STATED GOAL 1: Update the records by changing "Detection brief" to "Detection task" and keep everything else the same.
STATED GOAL 2: Write the next part of the stock market recap, starting after its last sentence.

Market Recap for Friday, August 19, 2016
Stocks ended last week on a negative note with each of our major indices finishing in negative territory. Losses were very minor on the more aggressive NASDAQ and Russell 2000, however, and three sectors - materials (XLB, +0.14%), technology (XLK, +0.06%) and consumer discretionary (XLY, +0.06%) did manage to finish with gains. Utilities (XLU, -1.22%) and energy (XLE, -0.83%) were the two primary laggards, but the XLE had an excuse after making a big breakout on Friday. We could see further profit taking today as crude oil trades considerably lower in early action this morning.
Semiconductors ($DJUSSC) were one of the leaders on Friday, but there is still a negative divergence in play that could haunt the group in the very near-term. The good news is that Friday's fresh new high occurred with increasing volume. Strong price action with solid volume trumps signs of slowing price momentum (MACD negative divergence), although I'd be wary of a reversing candle in this group. Check out the current chart:
The pink arrow marks a potential upcoming test of the rising 50 day SMA, while the blue arrow highlights the increasing volume that we saw on Friday. There'll be a battle here, but if the slowing momentum results in a sudden downward turn in the DJUSSC, the S&P 500 will be more likely to sell off as well.
Pre-Market Action
It's a very light day in terms of earnings and economic news as we begin a fresh trading week. Asia was mixed overnight while European indices are mostly lower with crude oil prices ($WTIC) down nearly 3% in pre-market trading. Germany's DAX has pulled back to test key price support in the 10450-10500 range. If that index cannot manage to hang onto support, it would open the door to more selling in the U.S. Here's the latest look in Germany:
The DAX was short-term overbought, as evidenced by its RSI at 70 for a week and its stochastic remaining above 90 during that same period. This morning, the DAX is down 68 points to 10475 at 8:30am EST. How this index finishes could provide a few clues as to what we might expect from the S&P 500 later in the session after what appears to be an upcoming weak open.
Current Outlook
Seasonality could play a role in the very near-term as the S&P 500's annualized return from the 19th to 27th of all calendar months is -2.73%. That may not seem like a big deal, but consider two things. First, the average annual return on the S&P 500 is roughly 9% since 1950. So the return during this period is nearly 12 percentage points below normal. Second, this 9 day period within each month has totaled more than 5400 trading days over the past 66 calendar years. This translates into more than 21 years worth of data. So imagine investing in the stock market for 21 years and averaging a 2.73% loss every year. That might be a little frustrating!

DATA LINES:
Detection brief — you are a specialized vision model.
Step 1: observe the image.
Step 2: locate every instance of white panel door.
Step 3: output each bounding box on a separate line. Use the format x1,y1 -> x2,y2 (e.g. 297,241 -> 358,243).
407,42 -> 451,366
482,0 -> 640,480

REPLY 1:
Detection task — you are a specialized vision model.
Step 1: observe the image.
Step 2: locate every instance of white panel door.
Step 3: output each bounding box on a separate line. Use the format x1,y1 -> x2,y2 (e.g. 297,241 -> 358,243).
407,42 -> 451,366
482,0 -> 640,480

REPLY 2:
Sector/Industry Watch
One of last week's strongest industry groups was footwear ($DJUSFT), which rose 4%. Before we look at the chart for the group, keep in mind that September is the strongest month of the year for Nike (NKE) over the past five, ten and twenty year periods. Over the last twenty years, NKE has gained an average of 6.8% during the month of September (perhaps back to school?). So we know that seasonality already favors one key component of the group. Skechers (SKX) is an exception as SKX tends to perform much better early in the calendar year. Now let's look at the technical setup for the DJUSFT:
Footwear remains in a bullish pattern, consolidating its strong prior gains that ended in September 2015 with a bulish wedge pattern. A traditionally strong September could be the catalyst to break this wedge to the upside. Therefore, a late August pullback could be an opportunity to enter the space, particularly NKE, which is one of the strongest September performers.
Monday Stock Setup
Every Monday, I take a look at one stock setup for the week here in this space. I actually provide 3-4 setups typically, but discuss those in my 1pm Trading Places LIVE webinar. If you're interested in reviewing all of these setups, you can join me in my webinar by REGISTERING HERE.
As for this week, the following stock looks like a solid trading candidate:
The last two earnings-related gaps higher have occurred on very heavy volume. HLS has seen recent profit taking push the stock all the way back to gap support, where I'd look for a rebound. A close below 39 could be problematic while I'd consider a target of 43.00. I'll discuss HLS and other setups later in today's webinar.
Historical Tendencies
Mondays are by far the most bearish day of the week. Over the past 66 years on the S&P 500, Mondays have produced annualized returns of -15%, which is 24 percentage points below the 9% average enjoyed throughout those years. But worse yet are Mondays that fall between the 18th and 27th of calendar months. Today is Monday, August 22nd. We'll see if history repeats.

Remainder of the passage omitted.